[Excerpts from a pointing dataset]:
'''
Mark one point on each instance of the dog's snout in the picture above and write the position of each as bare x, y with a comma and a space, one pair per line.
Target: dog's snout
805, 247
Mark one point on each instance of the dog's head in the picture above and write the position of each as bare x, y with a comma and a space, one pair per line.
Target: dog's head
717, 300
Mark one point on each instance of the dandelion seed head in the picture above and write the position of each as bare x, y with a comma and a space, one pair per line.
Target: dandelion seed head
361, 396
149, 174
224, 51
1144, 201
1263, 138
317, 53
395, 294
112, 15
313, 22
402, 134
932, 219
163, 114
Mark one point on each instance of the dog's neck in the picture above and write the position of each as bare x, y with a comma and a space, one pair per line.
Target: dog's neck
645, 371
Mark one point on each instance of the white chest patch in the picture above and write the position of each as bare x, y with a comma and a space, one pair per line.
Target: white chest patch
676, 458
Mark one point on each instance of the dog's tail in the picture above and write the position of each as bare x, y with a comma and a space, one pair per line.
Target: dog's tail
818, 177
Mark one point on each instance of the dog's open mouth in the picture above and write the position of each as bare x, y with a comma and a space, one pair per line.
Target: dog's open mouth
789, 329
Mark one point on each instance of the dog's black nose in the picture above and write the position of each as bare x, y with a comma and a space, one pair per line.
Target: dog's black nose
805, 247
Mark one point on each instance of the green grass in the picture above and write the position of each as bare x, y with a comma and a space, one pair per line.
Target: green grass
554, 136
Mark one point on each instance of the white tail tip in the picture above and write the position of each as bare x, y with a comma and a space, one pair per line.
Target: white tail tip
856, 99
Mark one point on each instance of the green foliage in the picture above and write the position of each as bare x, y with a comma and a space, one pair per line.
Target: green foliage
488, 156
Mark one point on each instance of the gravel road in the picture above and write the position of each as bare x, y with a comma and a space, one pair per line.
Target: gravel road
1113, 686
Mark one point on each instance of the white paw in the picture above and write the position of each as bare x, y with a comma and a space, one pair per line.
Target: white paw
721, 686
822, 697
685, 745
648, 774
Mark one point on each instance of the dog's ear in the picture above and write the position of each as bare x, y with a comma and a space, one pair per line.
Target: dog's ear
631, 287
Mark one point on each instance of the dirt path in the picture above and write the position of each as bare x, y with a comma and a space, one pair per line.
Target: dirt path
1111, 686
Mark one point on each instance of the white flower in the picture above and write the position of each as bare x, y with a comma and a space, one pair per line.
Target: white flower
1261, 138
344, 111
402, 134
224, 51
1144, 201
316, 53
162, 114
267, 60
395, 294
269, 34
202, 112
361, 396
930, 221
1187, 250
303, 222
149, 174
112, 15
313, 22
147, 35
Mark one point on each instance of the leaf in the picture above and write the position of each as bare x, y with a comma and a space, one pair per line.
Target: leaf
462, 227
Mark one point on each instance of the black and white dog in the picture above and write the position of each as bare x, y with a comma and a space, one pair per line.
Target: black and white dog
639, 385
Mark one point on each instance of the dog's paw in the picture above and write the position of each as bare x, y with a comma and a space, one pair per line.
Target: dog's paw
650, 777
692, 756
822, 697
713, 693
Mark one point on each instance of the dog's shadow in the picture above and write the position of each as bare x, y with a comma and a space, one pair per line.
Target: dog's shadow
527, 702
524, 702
'''
[Problem to work on]: Swap "dog's shadow" for "dog's outline" in the listing, from the line with "Mark one point on each instance of the dog's paw" up to and including the final line of the listing, and reproduce only those lines with no other changes.

[Problem solution]:
Mark one point on each instance of the dog's paw in the picture above and write the position of each as bare x, y with a comma and a space, one pair per line.
Target: dog's paw
650, 777
692, 756
822, 697
713, 693
Mark one point on each instance of the dog's outline in the picture above and write the position of each as bare x, y with a comma and a space, one pair per line.
Target: dog's outline
527, 702
524, 702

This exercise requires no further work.